**What is needed:** Copy the whole nitrate control forum thread below word for word.
*** Opening of Document segment ***
# Nitrate Control??



## johnnynuke (Aug 23, 2007)

I'm a newbie to the hobby, and this is my first post, so let me say Hi.

I have an Oceanic Biocube, 29 gallon, with about 35 lbs of live rock. It's been operating for about 5 weeks and has completely cycled. Ammonia & nitrites are 0, and nitrates are 10. I'm trying to establish a reef community, and have some soft corals, a clownfish, a wrasse, and a fromia star, and of course a cleaning crew. I've read that nitrates in reefs should be maintained less than 5ppm. By doing moderate (10 - 20%) water changes, I don't see how I'll keep nitrates < 5ppm. 
I spoke to my LFS (the same people who told me I didn't need a protein skimmer) and he suggested I remove the bioballs in the middle filter section, and replace with crushed, live rock. I'm a little leary about changing the design of a "complete" system after only 5 weeks of operation.

Any thoughts on effective nitrate control? Is 5 ppm a hard limit for reef tanks?

John


----------



## Robnjo (Apr 17, 2007)
*** Close of Document segment ***
*** Opening of Given data ***
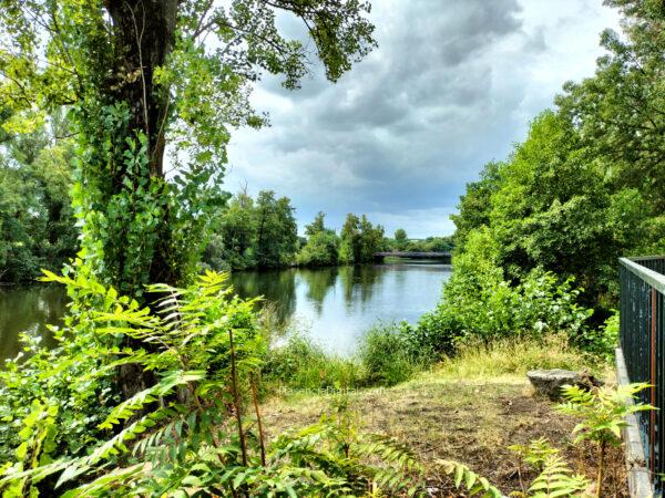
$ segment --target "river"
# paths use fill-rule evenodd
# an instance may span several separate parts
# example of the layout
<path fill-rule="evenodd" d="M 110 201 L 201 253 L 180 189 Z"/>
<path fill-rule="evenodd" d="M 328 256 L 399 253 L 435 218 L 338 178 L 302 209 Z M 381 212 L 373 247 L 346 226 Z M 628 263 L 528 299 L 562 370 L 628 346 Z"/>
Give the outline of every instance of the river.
*** Close of Given data ***
**Task answer:**
# Nitrate Control??



## johnnynuke (Aug 23, 2007)

I'm a newbie to the hobby, and this is my first post, so let me say Hi.

I have an Oceanic Biocube, 29 gallon, with about 35 lbs of live rock. It's been operating for about 5 weeks and has completely cycled. Ammonia & nitrites are 0, and nitrates are 10. I'm trying to establish a reef community, and have some soft corals, a clownfish, a wrasse, and a fromia star, and of course a cleaning crew. I've read that nitrates in reefs should be maintained less than 5ppm. By doing moderate (10 - 20%) water changes, I don't see how I'll keep nitrates < 5ppm. 
I spoke to my LFS (the same people who told me I didn't need a protein skimmer) and he suggested I remove the bioballs in the middle filter section, and replace with crushed, live rock. I'm a little leary about changing the design of a "complete" system after only 5 weeks of operation.

Any thoughts on effective nitrate control? Is 5 ppm a hard limit for reef tanks?

John


----------



## Robnjo (Apr 17, 2007)